(WHAT YOU ARE ASKED TO DO)
Repeat exactly, and only, the lines from the one holding "In this exercise you will mark the goal net" through the last line of the records below.

(MATERIAL FOR THIS TASK)
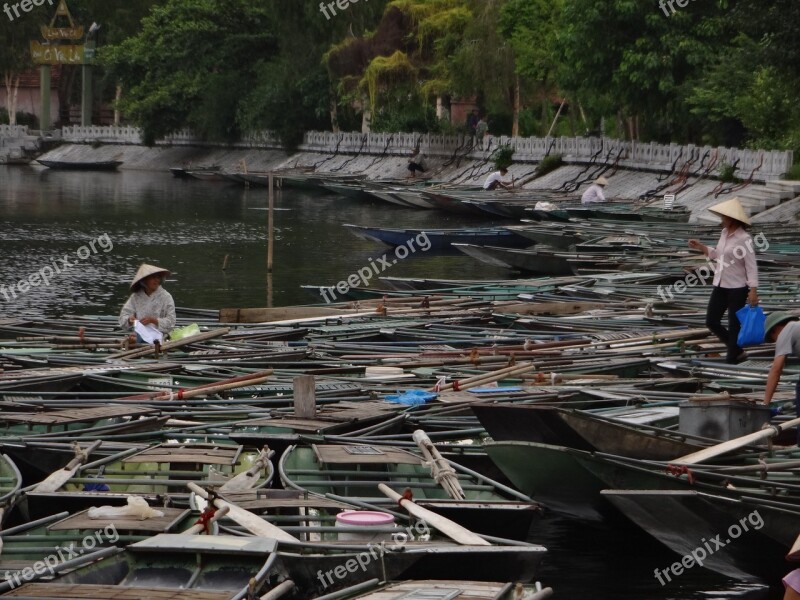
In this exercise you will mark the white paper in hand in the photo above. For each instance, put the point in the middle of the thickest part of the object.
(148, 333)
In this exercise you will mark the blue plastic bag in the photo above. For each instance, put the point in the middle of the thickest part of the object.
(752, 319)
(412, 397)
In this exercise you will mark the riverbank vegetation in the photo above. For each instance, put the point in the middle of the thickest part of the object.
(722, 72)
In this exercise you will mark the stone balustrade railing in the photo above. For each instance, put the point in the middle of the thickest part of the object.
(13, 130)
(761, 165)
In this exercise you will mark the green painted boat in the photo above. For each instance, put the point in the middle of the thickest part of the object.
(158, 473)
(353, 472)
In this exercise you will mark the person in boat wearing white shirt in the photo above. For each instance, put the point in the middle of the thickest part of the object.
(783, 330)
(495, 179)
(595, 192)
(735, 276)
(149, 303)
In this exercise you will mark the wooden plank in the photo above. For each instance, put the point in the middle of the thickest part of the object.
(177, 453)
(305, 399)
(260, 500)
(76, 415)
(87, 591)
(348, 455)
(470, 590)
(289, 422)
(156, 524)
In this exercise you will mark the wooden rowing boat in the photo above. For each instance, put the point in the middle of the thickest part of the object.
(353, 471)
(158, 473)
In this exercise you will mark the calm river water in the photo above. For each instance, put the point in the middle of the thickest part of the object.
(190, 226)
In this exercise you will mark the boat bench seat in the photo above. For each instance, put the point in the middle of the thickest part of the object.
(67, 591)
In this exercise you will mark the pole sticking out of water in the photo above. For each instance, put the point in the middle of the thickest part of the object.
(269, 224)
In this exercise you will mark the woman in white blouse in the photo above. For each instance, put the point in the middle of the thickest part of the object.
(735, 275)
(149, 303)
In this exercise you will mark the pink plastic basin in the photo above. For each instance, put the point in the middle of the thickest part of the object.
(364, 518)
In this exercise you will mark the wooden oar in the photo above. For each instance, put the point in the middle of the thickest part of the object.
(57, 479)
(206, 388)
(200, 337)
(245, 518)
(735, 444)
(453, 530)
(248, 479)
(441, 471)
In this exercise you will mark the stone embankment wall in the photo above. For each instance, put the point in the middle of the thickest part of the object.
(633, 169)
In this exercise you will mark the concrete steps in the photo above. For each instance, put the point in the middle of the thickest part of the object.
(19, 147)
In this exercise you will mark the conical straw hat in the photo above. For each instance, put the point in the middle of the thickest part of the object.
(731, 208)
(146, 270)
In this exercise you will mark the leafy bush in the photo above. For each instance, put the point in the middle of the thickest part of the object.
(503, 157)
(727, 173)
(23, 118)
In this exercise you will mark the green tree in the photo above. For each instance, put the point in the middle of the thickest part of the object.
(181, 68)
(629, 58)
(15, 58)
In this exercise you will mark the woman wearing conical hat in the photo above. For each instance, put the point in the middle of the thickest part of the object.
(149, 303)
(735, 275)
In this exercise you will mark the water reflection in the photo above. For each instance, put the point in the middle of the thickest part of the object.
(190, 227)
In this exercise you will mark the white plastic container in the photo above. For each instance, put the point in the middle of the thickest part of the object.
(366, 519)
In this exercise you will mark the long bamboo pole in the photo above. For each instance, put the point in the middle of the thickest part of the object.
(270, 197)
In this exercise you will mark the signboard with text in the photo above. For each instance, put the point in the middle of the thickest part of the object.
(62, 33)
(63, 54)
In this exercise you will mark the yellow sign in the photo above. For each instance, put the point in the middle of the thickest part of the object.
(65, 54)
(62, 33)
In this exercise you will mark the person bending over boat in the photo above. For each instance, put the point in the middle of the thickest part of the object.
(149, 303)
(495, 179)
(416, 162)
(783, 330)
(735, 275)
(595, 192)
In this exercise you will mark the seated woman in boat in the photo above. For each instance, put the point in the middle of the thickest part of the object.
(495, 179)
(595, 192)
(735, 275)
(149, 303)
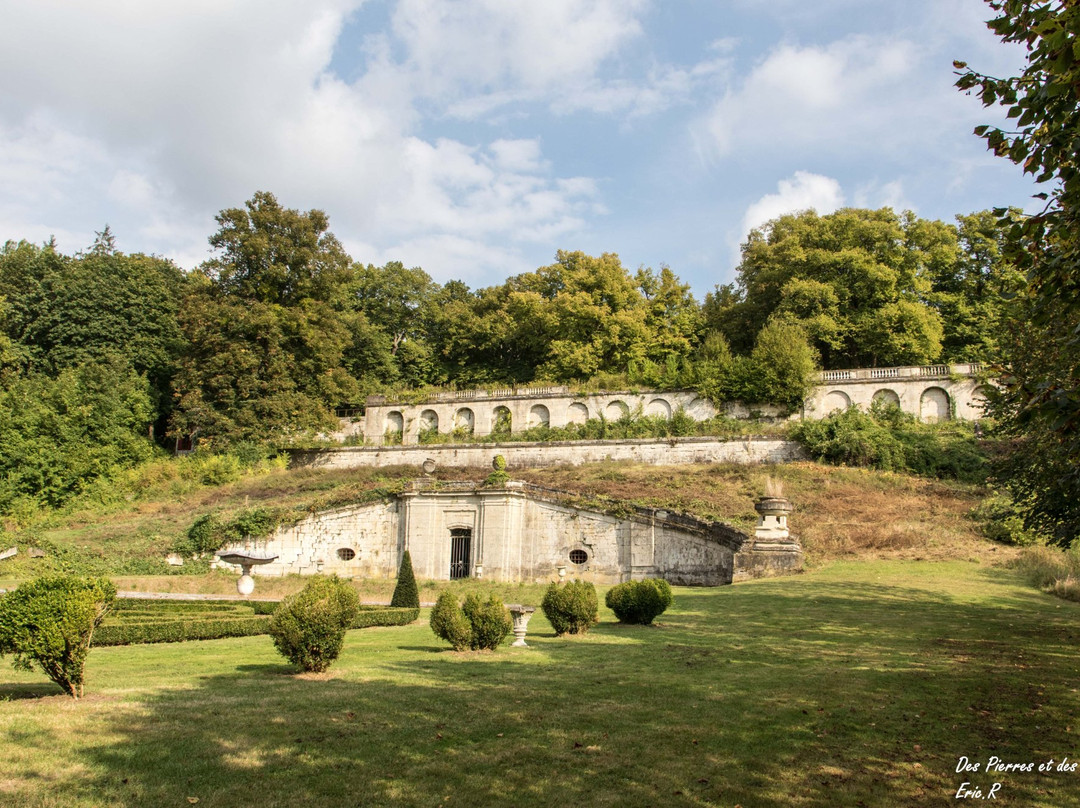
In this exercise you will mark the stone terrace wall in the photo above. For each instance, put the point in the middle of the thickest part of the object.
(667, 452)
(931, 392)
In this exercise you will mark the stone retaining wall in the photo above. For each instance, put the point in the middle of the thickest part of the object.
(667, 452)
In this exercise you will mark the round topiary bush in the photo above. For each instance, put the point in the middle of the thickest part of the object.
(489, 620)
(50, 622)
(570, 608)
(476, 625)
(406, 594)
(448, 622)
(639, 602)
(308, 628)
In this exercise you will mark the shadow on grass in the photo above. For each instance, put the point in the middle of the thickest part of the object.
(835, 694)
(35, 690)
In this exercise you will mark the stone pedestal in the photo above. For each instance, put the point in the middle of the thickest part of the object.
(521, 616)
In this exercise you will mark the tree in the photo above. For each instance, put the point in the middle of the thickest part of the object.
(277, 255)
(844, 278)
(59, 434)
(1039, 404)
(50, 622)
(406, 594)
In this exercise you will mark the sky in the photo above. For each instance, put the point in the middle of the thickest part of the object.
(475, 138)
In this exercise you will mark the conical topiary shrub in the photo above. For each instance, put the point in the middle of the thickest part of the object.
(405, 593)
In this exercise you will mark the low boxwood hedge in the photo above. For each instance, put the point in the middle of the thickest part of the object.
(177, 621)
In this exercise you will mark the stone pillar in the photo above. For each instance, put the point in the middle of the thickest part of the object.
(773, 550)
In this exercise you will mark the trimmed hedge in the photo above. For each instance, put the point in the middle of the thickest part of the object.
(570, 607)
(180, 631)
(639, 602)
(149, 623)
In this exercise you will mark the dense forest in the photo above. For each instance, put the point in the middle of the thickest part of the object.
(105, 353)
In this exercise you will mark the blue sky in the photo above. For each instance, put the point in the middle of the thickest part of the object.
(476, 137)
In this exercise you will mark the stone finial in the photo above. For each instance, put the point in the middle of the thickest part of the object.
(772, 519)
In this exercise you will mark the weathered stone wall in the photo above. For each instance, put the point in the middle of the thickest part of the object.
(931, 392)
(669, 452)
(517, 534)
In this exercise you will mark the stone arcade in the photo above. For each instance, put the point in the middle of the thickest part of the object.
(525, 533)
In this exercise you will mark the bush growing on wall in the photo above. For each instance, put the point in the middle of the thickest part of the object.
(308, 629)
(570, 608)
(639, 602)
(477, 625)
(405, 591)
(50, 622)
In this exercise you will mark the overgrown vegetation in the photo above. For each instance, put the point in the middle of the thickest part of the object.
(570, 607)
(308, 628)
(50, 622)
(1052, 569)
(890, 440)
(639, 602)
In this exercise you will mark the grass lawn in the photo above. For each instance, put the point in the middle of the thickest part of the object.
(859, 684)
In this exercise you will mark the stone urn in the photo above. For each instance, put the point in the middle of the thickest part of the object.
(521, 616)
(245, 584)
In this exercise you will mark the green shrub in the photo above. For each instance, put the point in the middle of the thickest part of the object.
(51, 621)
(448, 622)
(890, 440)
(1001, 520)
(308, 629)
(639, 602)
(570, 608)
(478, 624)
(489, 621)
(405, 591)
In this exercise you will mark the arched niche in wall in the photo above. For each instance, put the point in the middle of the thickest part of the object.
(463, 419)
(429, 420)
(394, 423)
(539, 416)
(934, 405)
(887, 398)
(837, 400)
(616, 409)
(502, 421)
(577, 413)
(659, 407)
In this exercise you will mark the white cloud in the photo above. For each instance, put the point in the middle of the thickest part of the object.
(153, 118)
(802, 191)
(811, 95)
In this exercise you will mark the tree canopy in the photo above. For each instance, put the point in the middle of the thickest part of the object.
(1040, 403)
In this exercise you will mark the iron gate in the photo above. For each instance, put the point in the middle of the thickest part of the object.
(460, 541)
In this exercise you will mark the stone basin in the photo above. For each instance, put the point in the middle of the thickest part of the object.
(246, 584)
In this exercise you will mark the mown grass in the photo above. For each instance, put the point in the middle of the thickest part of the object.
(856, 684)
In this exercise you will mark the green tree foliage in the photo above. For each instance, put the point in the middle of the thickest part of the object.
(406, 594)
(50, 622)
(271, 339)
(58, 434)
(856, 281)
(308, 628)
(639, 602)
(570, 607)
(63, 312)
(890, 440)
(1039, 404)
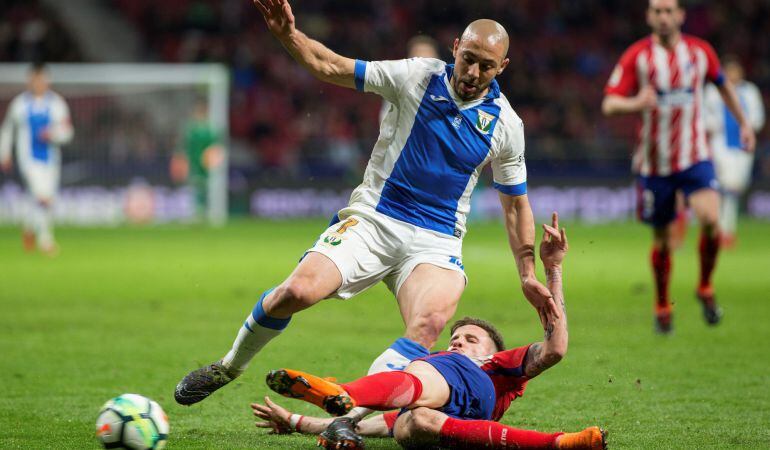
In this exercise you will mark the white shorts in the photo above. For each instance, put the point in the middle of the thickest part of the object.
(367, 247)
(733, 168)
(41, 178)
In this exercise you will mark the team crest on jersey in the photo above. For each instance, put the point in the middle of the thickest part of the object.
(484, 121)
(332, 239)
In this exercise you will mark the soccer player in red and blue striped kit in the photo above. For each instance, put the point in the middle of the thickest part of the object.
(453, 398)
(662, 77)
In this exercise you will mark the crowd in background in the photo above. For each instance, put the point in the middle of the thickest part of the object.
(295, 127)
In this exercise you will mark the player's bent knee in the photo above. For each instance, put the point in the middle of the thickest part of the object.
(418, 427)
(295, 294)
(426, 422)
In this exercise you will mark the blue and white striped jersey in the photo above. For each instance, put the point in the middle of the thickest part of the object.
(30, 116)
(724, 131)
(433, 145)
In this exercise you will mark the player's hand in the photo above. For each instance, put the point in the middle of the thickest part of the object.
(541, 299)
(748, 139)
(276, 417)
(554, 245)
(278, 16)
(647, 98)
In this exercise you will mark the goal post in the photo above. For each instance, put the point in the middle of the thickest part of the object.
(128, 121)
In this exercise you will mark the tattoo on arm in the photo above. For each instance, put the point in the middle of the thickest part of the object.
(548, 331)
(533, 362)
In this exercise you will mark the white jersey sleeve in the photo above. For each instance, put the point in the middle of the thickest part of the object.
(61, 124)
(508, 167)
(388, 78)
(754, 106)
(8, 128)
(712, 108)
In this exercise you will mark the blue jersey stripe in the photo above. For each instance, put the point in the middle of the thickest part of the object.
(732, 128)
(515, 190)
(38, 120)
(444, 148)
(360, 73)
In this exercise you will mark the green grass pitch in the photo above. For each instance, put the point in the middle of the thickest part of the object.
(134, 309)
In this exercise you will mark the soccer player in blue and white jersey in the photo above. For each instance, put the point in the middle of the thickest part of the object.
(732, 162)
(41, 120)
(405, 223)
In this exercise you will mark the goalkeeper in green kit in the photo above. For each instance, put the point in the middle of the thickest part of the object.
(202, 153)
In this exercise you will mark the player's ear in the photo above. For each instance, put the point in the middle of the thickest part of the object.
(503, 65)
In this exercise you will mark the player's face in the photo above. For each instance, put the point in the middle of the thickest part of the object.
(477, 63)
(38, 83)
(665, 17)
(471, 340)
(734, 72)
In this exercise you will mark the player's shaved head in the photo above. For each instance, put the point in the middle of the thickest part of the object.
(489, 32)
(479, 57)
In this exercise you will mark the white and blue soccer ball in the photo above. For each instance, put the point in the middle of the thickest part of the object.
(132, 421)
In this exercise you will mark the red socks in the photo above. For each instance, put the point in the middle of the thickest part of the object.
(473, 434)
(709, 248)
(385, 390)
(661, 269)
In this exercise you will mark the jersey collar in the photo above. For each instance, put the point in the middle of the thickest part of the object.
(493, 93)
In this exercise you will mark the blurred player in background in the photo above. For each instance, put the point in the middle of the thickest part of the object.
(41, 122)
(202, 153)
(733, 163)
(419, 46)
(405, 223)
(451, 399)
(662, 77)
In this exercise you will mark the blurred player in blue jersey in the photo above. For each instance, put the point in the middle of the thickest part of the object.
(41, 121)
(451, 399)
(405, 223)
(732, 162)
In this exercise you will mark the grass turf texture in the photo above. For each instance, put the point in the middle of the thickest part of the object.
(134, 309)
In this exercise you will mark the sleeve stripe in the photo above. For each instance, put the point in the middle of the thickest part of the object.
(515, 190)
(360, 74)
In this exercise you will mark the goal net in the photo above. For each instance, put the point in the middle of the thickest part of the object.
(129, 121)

(EXERCISE OUTPUT)
In this exercise you will mark the goal net in the photo above. For each instance, put the point in the middle of the thickest part of the object.
(129, 121)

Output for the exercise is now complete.